- [Selected text]:

Artificial intelligence (AI) algorithms trained with more cases from one gender can yield biased computer-aided diagnosis applications that perform worse on imaging exams involving the other gender, according to research published online May 26 in the Proceedings of the National Academy of Sciences.
A team of researchers led by Agostina Larrazabal and Nicolás Nieto of National University of Litoral and the National Research Council of Argentina (CONICET) in Santa Fe, Argentina, trained three different neural network architectures to detect 14 thoracic diseases on chest x-rays using various ratios of male and female cases from two popular public image datasets.
They found that the AI algorithms trained with more cases of one gender consistently underperformed when tested on datasets consisting of more studies from the opposite gender.
"This raises the alarm for national agencies in charge of regulating and approving computer-assisted diagnosis systems, which should include explicit gender balance and diversity recommendations," the authors wrote. "We also establish an open problem for the academic medical image computing community which needs to be addressed by novel algorithms endowed with robustness to gender imbalance."
To assess how gender imbalance in medical imaging datasets would impact algorithm performance, the researchers trained three different types of convolutional neural networks (CNNs) -- a Keras implementation of the DenseNet-121; ResNet, and Inception-v3 -- using various male/female gender (0%/100%, 25%/75%, and 50%/50%) ratios in training sets derived from the U.S. National Institutes of Health's Chest-Xray14 and Stanford University's CheXpert databases.
They found a consistent and statistically significant decrease in performance when using male patients for training and female patients for testing, and vice versa. Even with a 25% to 75% gender ratio, all three models produced a significantly lower average performance across all diseases for the minority gender class in comparison with algorithms trained with a gender-balanced dataset, according to the researchers.
"Our results show that using gender-imbalanced datasets to train deep learning-based CAD systems may affect the performance in pathology classification for minority groups," the authors wrote.
The researchers also found that using a gender-balanced dataset yielded comparable statistical performance for each gender compared with algorithms that had an extremely unbalanced dataset for the same gender, according to the researchers.
"Altogether, our results indicate that diversity provides additional information and increases the generalization capability of AI systems," they wrote. "Thereafter, it also suggests that diversity should be prioritized when designing databases used to train machine learning-based CAD systems."
The researchers noted that it's well known that CNNs tend to learn representations that are useful to solve the task that they are being trained for.
"When we go from male to female images (or vice versa), structural changes in the images appear, leading to a change in data distribution which explains the decrease in performance," they wrote. "Algorithmic solutions to such 'domain adaptation' problems should be engineered, especially in cases when it is difficult to obtain gender-balanced datasets [e.g., Autism Brain Imaging Data Exchange (ABIDE)]."
Further results can be found on the researchers' GitHub page.

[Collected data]
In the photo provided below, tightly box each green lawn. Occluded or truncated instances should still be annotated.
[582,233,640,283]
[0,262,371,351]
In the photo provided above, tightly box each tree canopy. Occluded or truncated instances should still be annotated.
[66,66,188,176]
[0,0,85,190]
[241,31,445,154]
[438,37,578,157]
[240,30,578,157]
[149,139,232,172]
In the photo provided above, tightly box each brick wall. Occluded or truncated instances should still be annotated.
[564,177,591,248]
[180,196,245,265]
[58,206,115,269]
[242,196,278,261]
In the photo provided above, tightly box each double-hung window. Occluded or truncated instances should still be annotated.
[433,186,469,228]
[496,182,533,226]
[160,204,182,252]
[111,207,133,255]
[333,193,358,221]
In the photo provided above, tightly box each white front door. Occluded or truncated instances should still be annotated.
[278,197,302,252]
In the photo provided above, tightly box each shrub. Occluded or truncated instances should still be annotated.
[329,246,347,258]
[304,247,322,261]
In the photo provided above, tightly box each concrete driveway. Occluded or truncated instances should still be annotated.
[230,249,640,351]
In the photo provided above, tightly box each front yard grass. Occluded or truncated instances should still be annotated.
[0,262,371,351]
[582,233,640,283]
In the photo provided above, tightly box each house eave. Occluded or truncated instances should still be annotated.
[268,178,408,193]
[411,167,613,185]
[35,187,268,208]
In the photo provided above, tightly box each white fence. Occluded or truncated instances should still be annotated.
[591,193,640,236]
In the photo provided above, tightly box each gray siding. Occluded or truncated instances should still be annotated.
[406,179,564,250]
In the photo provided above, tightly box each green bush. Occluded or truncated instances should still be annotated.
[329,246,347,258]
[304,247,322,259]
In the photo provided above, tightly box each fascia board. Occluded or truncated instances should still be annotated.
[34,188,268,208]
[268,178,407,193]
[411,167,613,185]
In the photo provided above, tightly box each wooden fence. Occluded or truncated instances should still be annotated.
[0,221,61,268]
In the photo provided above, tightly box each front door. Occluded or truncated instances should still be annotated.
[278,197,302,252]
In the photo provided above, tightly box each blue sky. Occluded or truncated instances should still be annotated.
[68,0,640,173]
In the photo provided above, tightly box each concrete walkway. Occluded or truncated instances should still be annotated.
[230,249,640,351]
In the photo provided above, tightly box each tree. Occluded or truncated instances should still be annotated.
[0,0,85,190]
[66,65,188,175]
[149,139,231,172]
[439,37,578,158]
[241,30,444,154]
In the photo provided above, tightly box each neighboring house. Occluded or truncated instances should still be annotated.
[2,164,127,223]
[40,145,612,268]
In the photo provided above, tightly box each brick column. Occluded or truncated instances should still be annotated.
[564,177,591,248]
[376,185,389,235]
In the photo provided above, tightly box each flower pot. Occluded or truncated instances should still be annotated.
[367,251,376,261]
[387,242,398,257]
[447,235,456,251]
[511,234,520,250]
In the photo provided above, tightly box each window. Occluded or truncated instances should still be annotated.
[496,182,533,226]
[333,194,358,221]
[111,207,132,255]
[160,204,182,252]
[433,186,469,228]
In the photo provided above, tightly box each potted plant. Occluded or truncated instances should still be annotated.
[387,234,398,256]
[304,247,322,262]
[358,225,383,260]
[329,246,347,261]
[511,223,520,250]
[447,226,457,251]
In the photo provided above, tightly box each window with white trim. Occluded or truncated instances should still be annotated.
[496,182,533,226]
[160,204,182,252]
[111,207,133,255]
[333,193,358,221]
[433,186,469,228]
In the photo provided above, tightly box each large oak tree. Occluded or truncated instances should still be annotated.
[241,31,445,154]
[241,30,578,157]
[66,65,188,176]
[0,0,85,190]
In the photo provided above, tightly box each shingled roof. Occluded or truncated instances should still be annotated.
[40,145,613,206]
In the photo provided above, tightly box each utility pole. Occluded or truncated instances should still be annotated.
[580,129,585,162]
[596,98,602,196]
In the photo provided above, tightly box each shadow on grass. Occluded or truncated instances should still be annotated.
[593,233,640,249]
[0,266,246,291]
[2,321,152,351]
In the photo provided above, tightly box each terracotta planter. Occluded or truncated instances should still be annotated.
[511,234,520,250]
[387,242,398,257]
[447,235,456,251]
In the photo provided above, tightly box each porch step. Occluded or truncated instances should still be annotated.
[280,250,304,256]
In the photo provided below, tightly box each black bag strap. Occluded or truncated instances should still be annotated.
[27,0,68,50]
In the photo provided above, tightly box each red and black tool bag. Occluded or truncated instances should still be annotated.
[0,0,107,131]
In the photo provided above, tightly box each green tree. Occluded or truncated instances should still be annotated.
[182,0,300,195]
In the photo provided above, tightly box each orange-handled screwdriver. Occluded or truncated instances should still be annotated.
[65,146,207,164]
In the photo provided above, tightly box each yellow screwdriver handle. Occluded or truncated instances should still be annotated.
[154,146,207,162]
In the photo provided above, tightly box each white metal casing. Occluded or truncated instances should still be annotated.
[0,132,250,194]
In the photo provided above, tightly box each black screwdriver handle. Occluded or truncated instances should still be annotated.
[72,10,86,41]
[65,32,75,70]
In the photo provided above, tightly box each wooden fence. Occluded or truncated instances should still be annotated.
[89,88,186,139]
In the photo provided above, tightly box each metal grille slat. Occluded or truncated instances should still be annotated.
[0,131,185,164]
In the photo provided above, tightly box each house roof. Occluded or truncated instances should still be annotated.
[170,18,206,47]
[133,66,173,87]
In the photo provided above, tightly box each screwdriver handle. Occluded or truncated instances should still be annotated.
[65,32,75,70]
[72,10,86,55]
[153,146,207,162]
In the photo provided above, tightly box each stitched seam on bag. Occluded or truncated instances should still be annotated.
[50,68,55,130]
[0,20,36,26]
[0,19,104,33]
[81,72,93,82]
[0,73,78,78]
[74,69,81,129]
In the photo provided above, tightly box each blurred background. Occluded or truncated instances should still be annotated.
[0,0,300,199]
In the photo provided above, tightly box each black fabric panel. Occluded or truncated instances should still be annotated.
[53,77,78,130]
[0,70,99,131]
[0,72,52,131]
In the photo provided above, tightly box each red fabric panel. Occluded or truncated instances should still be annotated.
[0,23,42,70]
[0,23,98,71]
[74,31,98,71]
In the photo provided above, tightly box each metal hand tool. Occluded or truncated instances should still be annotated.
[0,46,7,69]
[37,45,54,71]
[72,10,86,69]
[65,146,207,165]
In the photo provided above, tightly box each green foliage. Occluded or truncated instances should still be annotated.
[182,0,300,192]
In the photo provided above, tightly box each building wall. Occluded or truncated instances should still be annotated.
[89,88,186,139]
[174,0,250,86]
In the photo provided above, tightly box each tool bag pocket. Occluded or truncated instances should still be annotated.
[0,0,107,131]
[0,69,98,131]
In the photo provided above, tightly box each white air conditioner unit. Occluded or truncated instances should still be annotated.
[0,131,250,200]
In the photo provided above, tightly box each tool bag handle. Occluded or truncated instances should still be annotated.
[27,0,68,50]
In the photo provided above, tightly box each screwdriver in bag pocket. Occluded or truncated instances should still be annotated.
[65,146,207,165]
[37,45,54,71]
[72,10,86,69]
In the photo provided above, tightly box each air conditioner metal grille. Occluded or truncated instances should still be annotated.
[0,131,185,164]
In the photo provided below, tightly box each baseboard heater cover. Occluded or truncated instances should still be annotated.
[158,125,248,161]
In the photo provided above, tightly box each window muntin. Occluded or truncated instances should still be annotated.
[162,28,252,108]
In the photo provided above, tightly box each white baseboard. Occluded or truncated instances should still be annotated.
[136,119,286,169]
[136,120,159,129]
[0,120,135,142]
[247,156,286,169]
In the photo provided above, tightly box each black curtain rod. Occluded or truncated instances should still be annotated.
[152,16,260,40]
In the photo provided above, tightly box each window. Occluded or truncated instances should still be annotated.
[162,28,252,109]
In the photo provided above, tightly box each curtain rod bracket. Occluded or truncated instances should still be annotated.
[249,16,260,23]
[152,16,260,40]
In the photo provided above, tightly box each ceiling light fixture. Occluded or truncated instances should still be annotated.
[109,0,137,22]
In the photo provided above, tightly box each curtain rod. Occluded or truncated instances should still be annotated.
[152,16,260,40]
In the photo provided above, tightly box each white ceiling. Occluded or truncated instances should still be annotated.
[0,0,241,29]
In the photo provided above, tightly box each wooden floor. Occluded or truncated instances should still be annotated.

- [How to complete this task]: From the article on gender imbalance in chest x-ray AI training, write out everything from "They found a" down to "dataset, according to the researchers.", word for word.

- [Exercise response]:
They found a consistent and statistically significant decrease in performance when using male patients for training and female patients for testing, and vice versa. Even with a 25% to 75% gender ratio, all three models produced a significantly lower average performance across all diseases for the minority gender class in comparison with algorithms trained with a gender-balanced dataset, according to the researchers.